■ Aim of the task:
Please write out each entry that follows, keeping it exactly the same.

** Opening Source material block **

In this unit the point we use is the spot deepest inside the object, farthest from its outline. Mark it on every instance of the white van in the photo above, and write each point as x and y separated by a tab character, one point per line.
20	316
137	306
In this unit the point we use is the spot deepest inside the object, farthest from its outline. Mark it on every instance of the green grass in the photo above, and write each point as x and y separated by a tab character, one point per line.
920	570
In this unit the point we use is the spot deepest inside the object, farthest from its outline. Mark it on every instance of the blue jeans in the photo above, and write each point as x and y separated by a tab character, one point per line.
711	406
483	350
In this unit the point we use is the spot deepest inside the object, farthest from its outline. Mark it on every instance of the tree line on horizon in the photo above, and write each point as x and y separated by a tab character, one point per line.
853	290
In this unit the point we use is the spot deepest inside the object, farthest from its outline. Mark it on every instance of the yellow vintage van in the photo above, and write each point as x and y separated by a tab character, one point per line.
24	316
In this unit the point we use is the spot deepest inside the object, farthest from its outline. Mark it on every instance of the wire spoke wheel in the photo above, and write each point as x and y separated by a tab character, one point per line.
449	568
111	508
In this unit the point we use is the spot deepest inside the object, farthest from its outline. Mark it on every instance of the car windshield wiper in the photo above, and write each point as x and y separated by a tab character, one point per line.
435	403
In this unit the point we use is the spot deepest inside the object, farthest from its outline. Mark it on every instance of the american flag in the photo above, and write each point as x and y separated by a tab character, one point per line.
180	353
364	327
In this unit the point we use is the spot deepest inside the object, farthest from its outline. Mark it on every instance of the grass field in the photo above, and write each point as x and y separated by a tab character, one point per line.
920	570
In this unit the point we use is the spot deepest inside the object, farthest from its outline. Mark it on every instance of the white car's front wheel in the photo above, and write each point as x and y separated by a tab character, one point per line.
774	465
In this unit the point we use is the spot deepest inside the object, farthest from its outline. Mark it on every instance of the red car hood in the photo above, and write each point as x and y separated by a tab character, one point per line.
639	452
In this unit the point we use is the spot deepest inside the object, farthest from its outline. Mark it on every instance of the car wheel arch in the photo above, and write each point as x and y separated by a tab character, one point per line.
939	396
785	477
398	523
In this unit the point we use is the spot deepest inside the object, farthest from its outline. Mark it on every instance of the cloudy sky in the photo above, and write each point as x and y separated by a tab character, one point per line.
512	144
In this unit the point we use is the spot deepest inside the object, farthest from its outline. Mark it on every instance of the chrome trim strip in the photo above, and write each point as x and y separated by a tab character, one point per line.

** Closing Source material block **

■ Response for this exercise:
In this unit the point we use is the spot deepest inside the object, farthest from its outline. Mark it on every instance of the white van in the photo above, and write each point as x and y separated by a tab character, one point per line.
20	316
137	306
In this unit the point we use is the spot deepest inside the object, farthest from its outline. Mark it on every instance of the green grass in the photo above, and write each point as x and y separated by a tab character, one point per line.
920	570
In this unit the point we use is the spot deepest inside the object, farthest from its outline. Mark it on every instance of the blue jeans in the photo above, and write each point as x and y separated by a tab character, one point per line.
711	406
483	350
In this unit the point we use is the spot deepest inside the object, farthest from its outline. Mark it on every instance of the tree line on horizon in the photo above, and write each point as x and y separated by a tab character, one point per line.
853	290
In this unit the point we use is the spot deepest inside the object, farthest from its outline. Mark it on every instance of the yellow vintage van in the photo above, and write each point as x and y separated by a tab character, one point per line.
24	316
In this unit the point we use is the spot deepest inside the object, farthest from its outline. Mark it on every instance of the wire spoke wheel in the photo above, and write each point as x and y separated by a tab character, one point per line.
449	568
111	508
In this unit the point we use is the spot deepest inside the object, farthest from its outline. Mark it on every instance of the car windshield wiper in the photo above, and write each point as x and y separated by a tab character, one point per line.
435	403
In this unit the point we use is the spot deepest inside the object, farthest from its outline. Mark it on every instance of the american flag in the photo above, and write each point as x and y separated by a tab character, one point per line.
180	353
364	327
In this unit the point we use is the spot deepest inside the object, farthest from its outline. Mark it on every instance of the grass field in the photo above, and write each point as x and y separated by a tab character, one point per line.
920	570
In this unit the point we use is the spot deepest inside the object, farthest from its outline. Mark it on every instance of the white car's front wheel in the photo above, and write each point as x and y separated by a tab character, one point per line.
774	465
In this unit the point we use is the spot deepest inside the object, farthest from its outline. Mark it on every instance of the red car hood in the photo above, and write each point as x and y separated by a tab character, one point per line.
639	452
In this unit the point we use is the spot deepest inside the object, farthest from its outline. Mark it on every instance of the car wheel arch in the photo above, and write each point as x and y separated by a tab character, one point per line.
939	396
785	477
398	523
In this unit the point we use is the spot deepest inside the object, farthest from its outline. Mark it on every instance of the cloudy sky in the photo above, and write each point as x and y separated by a tab character, one point per line.
512	144
In this unit the point we use is the spot deepest inside the object, farthest from its outline. Mark it on every instance of the chrome trim strip in the photo above, and write each point as x and y separated by a tab character, one point per line.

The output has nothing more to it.